**Passage shown**.
These days, his obsession is crustaceans, especially crab. Beneath their hard shells lies delicate, sweet flesh and a deep briny richness in the tomalley. They’re deeply flavorful ingredients, but because they require effort to prepare, they’re often overlooked. Wondering how to make crustaceans more approachable, Jang opened “Negi Live” in Seoul’s Seongsu neighborhood.
As the name suggests, this crustacean-themed restaurant breathes vitality into every ingredient. Watching king crab or snow crab broken down right before your eyes turns dining into a kind of performance. The process feels more like watching a show than simply eating a meal.
The way the dish builds—from the aroma of the shells to the crescendo of flavor in the flesh and innards—has a sense of rhythm, even drama. And by using seasonal ingredients, the dishes evoke a sense of time and place.

**Problems to solve**.
A - Rewrite the crustacean restaurant passage starting with "As the name" and going on through "eating a meal.", changing "performance" to "spectacle".
B - For each statement, say yes or no according to the crustacean restaurant passage, and quote the words that decide it: (i) The restaurant is in Seoul's Seongsu neighborhood. (ii) Crustaceans are often overlooked because they are expensive. (iii) The dishes use seasonal ingredients.
C - Pick up the crustacean restaurant passage after its final sentence and continue it.
The material after this point isn't required for any of the work here.

**Location labeling records**.
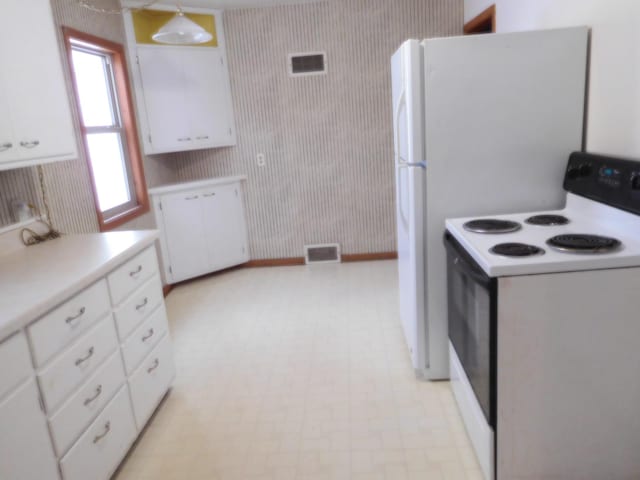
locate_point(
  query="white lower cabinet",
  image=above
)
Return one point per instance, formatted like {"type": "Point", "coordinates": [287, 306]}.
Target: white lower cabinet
{"type": "Point", "coordinates": [74, 365]}
{"type": "Point", "coordinates": [91, 373]}
{"type": "Point", "coordinates": [151, 380]}
{"type": "Point", "coordinates": [146, 336]}
{"type": "Point", "coordinates": [25, 448]}
{"type": "Point", "coordinates": [203, 227]}
{"type": "Point", "coordinates": [99, 451]}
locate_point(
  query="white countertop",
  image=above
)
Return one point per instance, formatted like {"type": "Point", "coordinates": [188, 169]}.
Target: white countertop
{"type": "Point", "coordinates": [210, 182]}
{"type": "Point", "coordinates": [35, 279]}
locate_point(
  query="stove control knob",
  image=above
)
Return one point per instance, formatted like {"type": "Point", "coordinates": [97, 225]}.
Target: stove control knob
{"type": "Point", "coordinates": [585, 170]}
{"type": "Point", "coordinates": [573, 173]}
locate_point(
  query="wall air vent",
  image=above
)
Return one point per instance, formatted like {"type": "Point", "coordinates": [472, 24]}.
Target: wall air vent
{"type": "Point", "coordinates": [314, 63]}
{"type": "Point", "coordinates": [325, 253]}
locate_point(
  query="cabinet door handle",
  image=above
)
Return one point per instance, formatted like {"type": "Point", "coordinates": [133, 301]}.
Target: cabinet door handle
{"type": "Point", "coordinates": [70, 319]}
{"type": "Point", "coordinates": [107, 429]}
{"type": "Point", "coordinates": [30, 144]}
{"type": "Point", "coordinates": [136, 271]}
{"type": "Point", "coordinates": [143, 304]}
{"type": "Point", "coordinates": [156, 362]}
{"type": "Point", "coordinates": [81, 360]}
{"type": "Point", "coordinates": [148, 335]}
{"type": "Point", "coordinates": [95, 395]}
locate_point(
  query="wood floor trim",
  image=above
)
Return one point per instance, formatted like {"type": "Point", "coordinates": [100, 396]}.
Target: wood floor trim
{"type": "Point", "coordinates": [291, 261]}
{"type": "Point", "coordinates": [350, 257]}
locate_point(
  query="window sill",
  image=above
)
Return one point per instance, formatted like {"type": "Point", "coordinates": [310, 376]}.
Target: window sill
{"type": "Point", "coordinates": [119, 220]}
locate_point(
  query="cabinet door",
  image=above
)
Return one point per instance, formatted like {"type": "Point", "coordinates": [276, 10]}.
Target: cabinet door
{"type": "Point", "coordinates": [224, 226]}
{"type": "Point", "coordinates": [207, 97]}
{"type": "Point", "coordinates": [35, 86]}
{"type": "Point", "coordinates": [184, 235]}
{"type": "Point", "coordinates": [163, 81]}
{"type": "Point", "coordinates": [26, 452]}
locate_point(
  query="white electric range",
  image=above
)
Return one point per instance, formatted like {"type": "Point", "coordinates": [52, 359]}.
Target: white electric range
{"type": "Point", "coordinates": [544, 329]}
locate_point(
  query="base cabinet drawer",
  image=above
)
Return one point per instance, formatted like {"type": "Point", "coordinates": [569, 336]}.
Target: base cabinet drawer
{"type": "Point", "coordinates": [140, 343]}
{"type": "Point", "coordinates": [129, 276]}
{"type": "Point", "coordinates": [138, 306]}
{"type": "Point", "coordinates": [78, 412]}
{"type": "Point", "coordinates": [70, 369]}
{"type": "Point", "coordinates": [99, 451]}
{"type": "Point", "coordinates": [54, 331]}
{"type": "Point", "coordinates": [151, 380]}
{"type": "Point", "coordinates": [25, 448]}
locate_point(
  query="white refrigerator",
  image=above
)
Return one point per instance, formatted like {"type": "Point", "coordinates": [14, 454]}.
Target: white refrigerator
{"type": "Point", "coordinates": [483, 125]}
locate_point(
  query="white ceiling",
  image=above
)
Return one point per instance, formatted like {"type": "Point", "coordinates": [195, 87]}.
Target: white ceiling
{"type": "Point", "coordinates": [227, 4]}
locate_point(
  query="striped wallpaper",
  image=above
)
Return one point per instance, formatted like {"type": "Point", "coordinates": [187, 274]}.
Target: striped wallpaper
{"type": "Point", "coordinates": [68, 183]}
{"type": "Point", "coordinates": [327, 139]}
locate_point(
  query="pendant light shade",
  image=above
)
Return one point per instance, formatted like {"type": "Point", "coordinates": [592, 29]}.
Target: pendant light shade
{"type": "Point", "coordinates": [180, 30]}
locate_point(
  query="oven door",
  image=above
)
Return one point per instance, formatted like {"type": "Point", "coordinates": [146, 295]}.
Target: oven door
{"type": "Point", "coordinates": [472, 303]}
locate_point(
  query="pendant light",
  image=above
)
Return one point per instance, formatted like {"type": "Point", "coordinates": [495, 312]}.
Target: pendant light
{"type": "Point", "coordinates": [181, 30]}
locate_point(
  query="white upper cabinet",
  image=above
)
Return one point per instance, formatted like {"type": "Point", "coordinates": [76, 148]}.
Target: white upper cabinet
{"type": "Point", "coordinates": [183, 92]}
{"type": "Point", "coordinates": [35, 124]}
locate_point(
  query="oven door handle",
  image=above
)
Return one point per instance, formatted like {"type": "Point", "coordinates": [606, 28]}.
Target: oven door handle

**Final results**.
A -
As the name suggests, this crustacean-themed restaurant breathes vitality into every ingredient. Watching king crab or snow crab broken down right before your eyes turns dining into a kind of spectacle. The process feels more like watching a show than simply eating a meal.

B -
(i) Yes: "opened “Negi Live” in Seoul’s Seongsu neighborhood"
(ii) No: "because they require effort to prepare, they’re often overlooked"
(iii) Yes: "by using seasonal ingredients"

C -
One standout from the spring menu is the Chilled Webfoot Octopus and Ark Shell in Sumiso Sauce. The octopus, slow-cooked at 55 degrees Celsius, is firm yet tender; the ark shell gently releases its marine aroma. The sumiso—a dressing of egg yolk, white miso, vinegar, and mustard—adds richness and acidity, capturing spring in a single bite. A hint of wasabi flower cuts through any fishiness, while roasted pine nuts leave a warm, nutty echo. It’s cool on the surface, but bright and warm underneath—much like spring in Tongyeong.
Another highlight is Grilled Snow Crab with Beurre Blanc Sauce. The crab is charcoal-grilled, its shell perfumed with smoke, and topped with a butter sauce made from shiitake and button mushrooms. It’s a dish that seems to stand on the border of land and sea. Vinegar in the sauce lightens the butter, while the crab meat melts away softly on the tongue. It’s a pairing that’s bold and intuitive, yet far from simple. If taste could define ge-mi, this would be it.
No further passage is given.